(Extracted data entries)
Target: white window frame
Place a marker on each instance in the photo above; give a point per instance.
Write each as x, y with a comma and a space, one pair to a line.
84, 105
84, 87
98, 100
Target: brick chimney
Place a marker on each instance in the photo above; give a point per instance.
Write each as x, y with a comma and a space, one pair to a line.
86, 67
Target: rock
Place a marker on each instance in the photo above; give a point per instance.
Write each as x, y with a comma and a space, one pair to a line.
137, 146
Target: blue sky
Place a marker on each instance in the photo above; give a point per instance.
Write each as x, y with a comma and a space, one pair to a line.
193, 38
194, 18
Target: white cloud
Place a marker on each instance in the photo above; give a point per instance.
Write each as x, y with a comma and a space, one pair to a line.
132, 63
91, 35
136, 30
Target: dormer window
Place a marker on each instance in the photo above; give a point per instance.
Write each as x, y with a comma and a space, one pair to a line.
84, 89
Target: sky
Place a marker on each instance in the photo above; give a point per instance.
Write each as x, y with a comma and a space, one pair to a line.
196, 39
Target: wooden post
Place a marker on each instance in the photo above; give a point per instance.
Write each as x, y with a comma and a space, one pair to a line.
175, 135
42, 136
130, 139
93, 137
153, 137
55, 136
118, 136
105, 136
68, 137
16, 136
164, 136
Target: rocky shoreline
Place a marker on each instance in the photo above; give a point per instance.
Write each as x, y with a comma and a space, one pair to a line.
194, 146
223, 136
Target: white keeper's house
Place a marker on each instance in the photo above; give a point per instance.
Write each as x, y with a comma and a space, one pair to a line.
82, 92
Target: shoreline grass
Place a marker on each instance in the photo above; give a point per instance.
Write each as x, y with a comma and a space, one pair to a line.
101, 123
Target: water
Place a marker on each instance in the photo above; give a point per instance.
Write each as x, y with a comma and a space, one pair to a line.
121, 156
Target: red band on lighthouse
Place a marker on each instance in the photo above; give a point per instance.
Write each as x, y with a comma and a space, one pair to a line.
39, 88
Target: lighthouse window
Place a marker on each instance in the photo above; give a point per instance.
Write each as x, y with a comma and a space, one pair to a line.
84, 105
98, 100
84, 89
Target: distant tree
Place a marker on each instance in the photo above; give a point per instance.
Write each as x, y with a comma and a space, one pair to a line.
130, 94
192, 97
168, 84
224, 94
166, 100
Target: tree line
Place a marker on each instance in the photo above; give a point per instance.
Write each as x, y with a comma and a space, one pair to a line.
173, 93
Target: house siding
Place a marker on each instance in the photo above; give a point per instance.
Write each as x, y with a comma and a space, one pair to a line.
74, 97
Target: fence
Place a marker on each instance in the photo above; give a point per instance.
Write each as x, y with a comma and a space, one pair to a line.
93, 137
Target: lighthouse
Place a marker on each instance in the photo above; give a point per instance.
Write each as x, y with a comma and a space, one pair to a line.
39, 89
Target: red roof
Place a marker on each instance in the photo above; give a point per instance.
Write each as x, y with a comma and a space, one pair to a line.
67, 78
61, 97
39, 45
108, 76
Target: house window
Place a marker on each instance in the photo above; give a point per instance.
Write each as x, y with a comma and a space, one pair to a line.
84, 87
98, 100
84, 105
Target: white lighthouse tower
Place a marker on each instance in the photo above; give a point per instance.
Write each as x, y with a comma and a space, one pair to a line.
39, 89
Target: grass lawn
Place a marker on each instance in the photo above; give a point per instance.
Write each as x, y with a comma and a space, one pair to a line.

• [Goal of the exercise]
All of the lines above must be returned exactly.

• [Task response]
Target: white window frame
Place a marker on each instance in the photo above; give a point per instance.
Write each as x, y with a comma and a space, one pair to a line.
84, 105
84, 87
98, 100
Target: brick chimney
Place a marker on each instance in the photo above; give a point per instance.
Write each as x, y with a comma and a space, one pair to a line.
86, 67
Target: rock
Place a marker on each instance in the photo above; give a point per instance.
Write each as x, y with a comma and a space, one pair to a line.
137, 146
Target: blue sky
Place a marker on each instance in the photo above; give a point per instance.
Write each as x, y with a comma and a space, one pair to a line.
193, 38
194, 18
Target: white cloud
Place a marker on each instance in the photo above; give a point per instance.
Write each as x, y with a comma and a space, one pair to a line.
132, 63
91, 35
136, 30
Target: dormer window
Place a marker on each instance in the photo above; give a point per instance.
Write each as x, y with a comma and a space, one pair to a line.
84, 89
Target: sky
Place a marker on each instance in the photo above; give a point per instance.
Write each as x, y with a comma and a space, one pair to a line.
196, 39
Target: wooden post
Place a marker on each instance in the photo above; give a point per instance.
Write each as x, y with a comma and a space, one pair to a line.
175, 135
42, 136
130, 139
93, 137
153, 137
55, 136
118, 136
105, 136
68, 137
16, 136
164, 136
Target: rocky shoreline
Place a marker on each instance in the photo above; give a point per instance.
Write each as x, y with a comma and a space, one pair to a line.
194, 146
223, 136
Target: white keeper's house
Place a marker on each instance in the photo above; give a point per instance.
Write each as x, y with a comma and a space, one pair to a line.
82, 92
Target: shoreline grass
Place a marker on each instance in the photo above; give a point per instance.
Write each as x, y with a comma and a space, one pair to a line.
101, 123
Target: water
Place a marker on each instance in the photo above; give a point per instance.
Write each as x, y with a comma and a space, one pair to a line.
121, 156
Target: red band on lighthouse
Place a marker on each instance in the photo above; give a point per instance.
Write each as x, y with a comma and a space, one pair to a line.
39, 88
Target: lighthouse window
Place a marker on each instance in the photo above; give a point per instance.
Write each as x, y with a comma and a space, one pair to a line.
84, 105
98, 100
84, 89
Target: distant tree
Place a marker on each instance in the photo above; give a point per instance.
Write each as x, y with a comma and a space, one pair to a line.
130, 94
192, 97
168, 84
224, 94
166, 100
Target: tree line
Place a marker on each instance in the photo above; give a point per instance.
Write each as x, y with a comma and a space, one pair to a line.
173, 93
Target: house siding
Place a marker on each instance in the photo above; give a point per instance.
Write each as x, y with a comma and a space, one pair to a line.
74, 97
Target: fence
Place a marker on each instance in the photo above; give a point per instance.
Write each as x, y with a comma and a space, one pair to a line.
93, 137
Target: lighthouse
Place a marker on each instance in the photo above; give a point per instance.
Write each as x, y with a comma and a space, one pair to a line.
39, 89
Target: red roof
Place a marker on each instance in the photo above; give a point per instance.
Write each as x, y with a comma and a space, one pair to a line.
67, 78
61, 97
39, 45
108, 76
Target: house window
Place a marker on each instance in the photo above; give a point per instance.
Write each as x, y with a comma and a space, one pair to a line.
84, 87
98, 100
84, 105
Target: white lighthouse tower
Place a marker on each instance in the photo above; give a point per instance.
Write each as x, y with a comma and a space, one pair to a line.
39, 89
Target: grass lawn
Place a marker on each instance in the photo above; give a point per instance.
Write each as x, y with a comma and a space, one pair to a line.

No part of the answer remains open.